• [Task details]: Retype, word for word, every line of the records below starting at the one that contains "Target: wrist" and ending at the one that contains "Target: head"; include both of those lines and nothing more.

• [Material provided]:
------------------------------------------------

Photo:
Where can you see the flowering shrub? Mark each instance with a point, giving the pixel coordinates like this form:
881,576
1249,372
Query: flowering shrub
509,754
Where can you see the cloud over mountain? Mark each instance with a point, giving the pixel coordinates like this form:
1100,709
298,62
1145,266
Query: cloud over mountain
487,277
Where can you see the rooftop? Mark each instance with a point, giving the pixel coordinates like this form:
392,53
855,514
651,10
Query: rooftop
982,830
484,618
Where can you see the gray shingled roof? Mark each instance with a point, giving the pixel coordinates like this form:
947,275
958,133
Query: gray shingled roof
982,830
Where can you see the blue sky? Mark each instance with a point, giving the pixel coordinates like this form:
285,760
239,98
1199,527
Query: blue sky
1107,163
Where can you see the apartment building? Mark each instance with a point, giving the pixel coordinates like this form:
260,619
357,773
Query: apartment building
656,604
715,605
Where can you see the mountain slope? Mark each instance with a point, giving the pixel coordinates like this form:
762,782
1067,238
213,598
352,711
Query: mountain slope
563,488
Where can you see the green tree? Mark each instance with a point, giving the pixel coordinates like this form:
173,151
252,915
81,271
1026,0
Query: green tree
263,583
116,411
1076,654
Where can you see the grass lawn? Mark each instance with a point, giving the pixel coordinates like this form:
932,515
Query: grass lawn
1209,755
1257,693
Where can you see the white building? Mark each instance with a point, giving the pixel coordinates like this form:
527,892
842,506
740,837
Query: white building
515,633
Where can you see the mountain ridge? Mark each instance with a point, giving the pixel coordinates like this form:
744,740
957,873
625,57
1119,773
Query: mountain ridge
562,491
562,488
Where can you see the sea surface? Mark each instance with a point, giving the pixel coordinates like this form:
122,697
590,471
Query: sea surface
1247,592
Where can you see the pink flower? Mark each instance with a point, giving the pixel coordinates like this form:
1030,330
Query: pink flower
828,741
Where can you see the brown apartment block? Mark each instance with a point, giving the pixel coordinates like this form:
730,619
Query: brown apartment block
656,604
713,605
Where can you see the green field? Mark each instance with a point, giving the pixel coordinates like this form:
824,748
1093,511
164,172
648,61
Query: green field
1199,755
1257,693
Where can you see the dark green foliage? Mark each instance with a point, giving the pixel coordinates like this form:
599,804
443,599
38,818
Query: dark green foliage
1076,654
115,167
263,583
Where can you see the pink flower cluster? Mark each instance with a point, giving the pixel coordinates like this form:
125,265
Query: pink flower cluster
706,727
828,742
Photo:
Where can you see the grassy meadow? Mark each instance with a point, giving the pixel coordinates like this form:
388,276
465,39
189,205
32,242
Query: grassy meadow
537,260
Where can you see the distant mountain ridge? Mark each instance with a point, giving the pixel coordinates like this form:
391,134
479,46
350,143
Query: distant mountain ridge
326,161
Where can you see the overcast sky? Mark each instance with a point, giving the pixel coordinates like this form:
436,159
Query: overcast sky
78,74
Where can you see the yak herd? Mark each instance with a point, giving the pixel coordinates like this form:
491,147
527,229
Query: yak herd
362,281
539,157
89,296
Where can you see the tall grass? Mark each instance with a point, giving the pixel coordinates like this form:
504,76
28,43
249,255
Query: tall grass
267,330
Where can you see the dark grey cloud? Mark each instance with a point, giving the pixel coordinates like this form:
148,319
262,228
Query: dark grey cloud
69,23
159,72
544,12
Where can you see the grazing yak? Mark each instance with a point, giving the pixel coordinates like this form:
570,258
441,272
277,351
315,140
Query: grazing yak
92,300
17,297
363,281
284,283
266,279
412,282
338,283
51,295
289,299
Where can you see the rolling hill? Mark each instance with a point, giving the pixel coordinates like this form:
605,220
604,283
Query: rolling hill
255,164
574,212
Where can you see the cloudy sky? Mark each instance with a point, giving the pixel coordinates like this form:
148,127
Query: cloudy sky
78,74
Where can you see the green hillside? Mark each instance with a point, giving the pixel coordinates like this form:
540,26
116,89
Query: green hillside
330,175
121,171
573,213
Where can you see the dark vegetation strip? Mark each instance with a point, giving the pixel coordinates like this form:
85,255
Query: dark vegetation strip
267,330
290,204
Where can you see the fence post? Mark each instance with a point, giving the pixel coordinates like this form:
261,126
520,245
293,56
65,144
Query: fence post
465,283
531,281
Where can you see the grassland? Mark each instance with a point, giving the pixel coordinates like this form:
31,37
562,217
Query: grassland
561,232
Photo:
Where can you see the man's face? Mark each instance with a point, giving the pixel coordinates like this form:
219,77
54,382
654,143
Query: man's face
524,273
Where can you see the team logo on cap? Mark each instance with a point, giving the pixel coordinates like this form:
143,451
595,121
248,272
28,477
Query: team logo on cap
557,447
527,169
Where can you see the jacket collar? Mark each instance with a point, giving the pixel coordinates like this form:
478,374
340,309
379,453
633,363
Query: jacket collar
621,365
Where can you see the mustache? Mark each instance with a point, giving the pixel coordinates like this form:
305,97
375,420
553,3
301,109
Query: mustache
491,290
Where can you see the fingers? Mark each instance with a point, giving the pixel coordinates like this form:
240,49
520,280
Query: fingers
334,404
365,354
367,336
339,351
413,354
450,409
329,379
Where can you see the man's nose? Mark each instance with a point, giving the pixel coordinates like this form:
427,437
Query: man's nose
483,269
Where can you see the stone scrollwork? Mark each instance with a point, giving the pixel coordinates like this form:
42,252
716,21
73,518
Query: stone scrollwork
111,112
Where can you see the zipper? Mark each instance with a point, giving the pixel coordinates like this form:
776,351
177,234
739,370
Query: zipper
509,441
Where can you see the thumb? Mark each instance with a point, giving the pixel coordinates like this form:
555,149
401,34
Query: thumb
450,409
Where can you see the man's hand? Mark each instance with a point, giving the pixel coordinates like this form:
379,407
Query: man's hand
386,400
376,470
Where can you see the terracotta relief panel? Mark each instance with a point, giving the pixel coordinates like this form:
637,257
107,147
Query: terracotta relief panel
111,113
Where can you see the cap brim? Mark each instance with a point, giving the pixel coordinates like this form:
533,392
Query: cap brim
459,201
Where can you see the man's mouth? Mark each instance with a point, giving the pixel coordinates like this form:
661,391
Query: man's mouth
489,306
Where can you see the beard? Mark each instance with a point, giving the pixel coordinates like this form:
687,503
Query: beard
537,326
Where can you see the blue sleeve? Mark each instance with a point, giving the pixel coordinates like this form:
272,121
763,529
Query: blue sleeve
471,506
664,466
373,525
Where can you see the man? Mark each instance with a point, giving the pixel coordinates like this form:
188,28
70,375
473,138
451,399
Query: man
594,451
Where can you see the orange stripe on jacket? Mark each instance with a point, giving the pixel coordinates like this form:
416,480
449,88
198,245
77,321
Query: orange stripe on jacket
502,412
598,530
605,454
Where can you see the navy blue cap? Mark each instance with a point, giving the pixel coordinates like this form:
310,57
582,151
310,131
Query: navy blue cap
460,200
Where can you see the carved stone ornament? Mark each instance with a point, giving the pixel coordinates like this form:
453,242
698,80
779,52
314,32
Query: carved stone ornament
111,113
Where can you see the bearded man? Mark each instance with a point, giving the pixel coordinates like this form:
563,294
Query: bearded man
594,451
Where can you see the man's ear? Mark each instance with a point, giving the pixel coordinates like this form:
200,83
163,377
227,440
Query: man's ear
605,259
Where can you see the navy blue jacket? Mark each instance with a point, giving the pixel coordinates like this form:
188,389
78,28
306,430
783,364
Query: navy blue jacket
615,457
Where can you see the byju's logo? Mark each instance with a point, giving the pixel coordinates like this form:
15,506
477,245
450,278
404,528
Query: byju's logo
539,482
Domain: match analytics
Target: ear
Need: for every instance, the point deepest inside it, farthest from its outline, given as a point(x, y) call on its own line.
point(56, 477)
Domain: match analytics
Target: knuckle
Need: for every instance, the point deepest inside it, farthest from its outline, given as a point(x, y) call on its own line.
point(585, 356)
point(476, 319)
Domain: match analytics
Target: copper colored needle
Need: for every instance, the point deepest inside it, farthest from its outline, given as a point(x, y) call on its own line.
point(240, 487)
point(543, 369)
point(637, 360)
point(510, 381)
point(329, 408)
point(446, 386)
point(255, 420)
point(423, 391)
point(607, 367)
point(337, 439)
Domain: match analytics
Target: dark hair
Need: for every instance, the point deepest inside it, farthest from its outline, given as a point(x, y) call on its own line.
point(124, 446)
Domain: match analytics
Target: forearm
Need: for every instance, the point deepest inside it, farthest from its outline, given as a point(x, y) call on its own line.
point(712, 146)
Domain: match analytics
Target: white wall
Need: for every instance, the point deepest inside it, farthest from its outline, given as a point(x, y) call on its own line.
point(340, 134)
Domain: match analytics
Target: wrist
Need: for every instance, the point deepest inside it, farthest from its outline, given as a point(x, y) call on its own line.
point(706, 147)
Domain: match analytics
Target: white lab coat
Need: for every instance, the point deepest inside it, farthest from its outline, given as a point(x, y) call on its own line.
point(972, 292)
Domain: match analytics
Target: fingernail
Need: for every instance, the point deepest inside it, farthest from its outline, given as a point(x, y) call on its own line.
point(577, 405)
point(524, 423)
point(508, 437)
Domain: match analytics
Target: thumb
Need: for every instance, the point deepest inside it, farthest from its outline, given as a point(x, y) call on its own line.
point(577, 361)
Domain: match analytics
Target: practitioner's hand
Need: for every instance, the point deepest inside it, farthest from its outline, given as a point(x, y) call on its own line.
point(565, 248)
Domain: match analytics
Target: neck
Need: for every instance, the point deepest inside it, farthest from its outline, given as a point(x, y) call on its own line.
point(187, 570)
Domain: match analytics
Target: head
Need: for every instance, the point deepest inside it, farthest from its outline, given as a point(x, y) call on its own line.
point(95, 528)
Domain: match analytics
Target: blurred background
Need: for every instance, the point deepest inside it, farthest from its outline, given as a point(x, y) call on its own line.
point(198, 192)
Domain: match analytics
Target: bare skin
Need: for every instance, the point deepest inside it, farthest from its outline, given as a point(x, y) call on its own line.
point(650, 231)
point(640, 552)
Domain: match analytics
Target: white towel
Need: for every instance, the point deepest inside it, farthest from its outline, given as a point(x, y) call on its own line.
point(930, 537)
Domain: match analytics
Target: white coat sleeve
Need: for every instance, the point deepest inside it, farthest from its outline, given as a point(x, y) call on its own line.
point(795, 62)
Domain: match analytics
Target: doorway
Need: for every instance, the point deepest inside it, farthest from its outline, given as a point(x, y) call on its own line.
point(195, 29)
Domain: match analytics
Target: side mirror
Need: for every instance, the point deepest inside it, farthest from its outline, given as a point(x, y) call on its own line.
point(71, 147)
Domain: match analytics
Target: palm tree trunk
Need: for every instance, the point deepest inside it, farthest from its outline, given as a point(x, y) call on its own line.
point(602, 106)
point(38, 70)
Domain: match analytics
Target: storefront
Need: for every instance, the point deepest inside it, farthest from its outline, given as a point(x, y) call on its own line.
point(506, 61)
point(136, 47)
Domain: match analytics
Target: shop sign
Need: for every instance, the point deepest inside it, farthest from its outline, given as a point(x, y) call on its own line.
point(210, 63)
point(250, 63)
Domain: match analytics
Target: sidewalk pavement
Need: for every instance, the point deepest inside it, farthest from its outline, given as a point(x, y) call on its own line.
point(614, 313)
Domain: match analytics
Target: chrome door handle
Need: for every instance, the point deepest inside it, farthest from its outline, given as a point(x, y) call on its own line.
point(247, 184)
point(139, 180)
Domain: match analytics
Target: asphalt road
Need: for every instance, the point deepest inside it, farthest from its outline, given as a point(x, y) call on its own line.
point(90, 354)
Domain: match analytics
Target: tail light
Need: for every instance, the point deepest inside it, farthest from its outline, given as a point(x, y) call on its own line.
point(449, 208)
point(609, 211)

------------------------------------------------

• [Your response]:
Target: wrist
Need: for every instance, the point deepest inside it, farthest from its outline, given as a point(x, y) call on its own line.
point(706, 147)
Domain: match analytics
Target: white lab coat
Need: for every instance, the point deepest inside it, farthest from its outline, given as a point(x, y) call on its own line.
point(972, 292)
Domain: match analytics
Target: fingernail
Need: for every instance, the point deepest inside it, farthest from its outline, given as a point(x, y) call on its own line.
point(577, 405)
point(524, 423)
point(508, 437)
Domain: match analytics
Target: thumb
Need: for every instance, the point deepest inside it, farthest from its outline, given as a point(x, y) call on its own line.
point(577, 361)
Domain: match analytics
Target: practitioner's hand
Need: for every instance, the point deepest inside it, farthest from its outline, given as a point(x, y) call on its own line.
point(565, 248)
Domain: match analytics
Target: neck
Need: for every instance, the point deepest inside it, farthest from its outline, given as a point(x, y) call on its own line.
point(187, 570)
Domain: match analytics
Target: head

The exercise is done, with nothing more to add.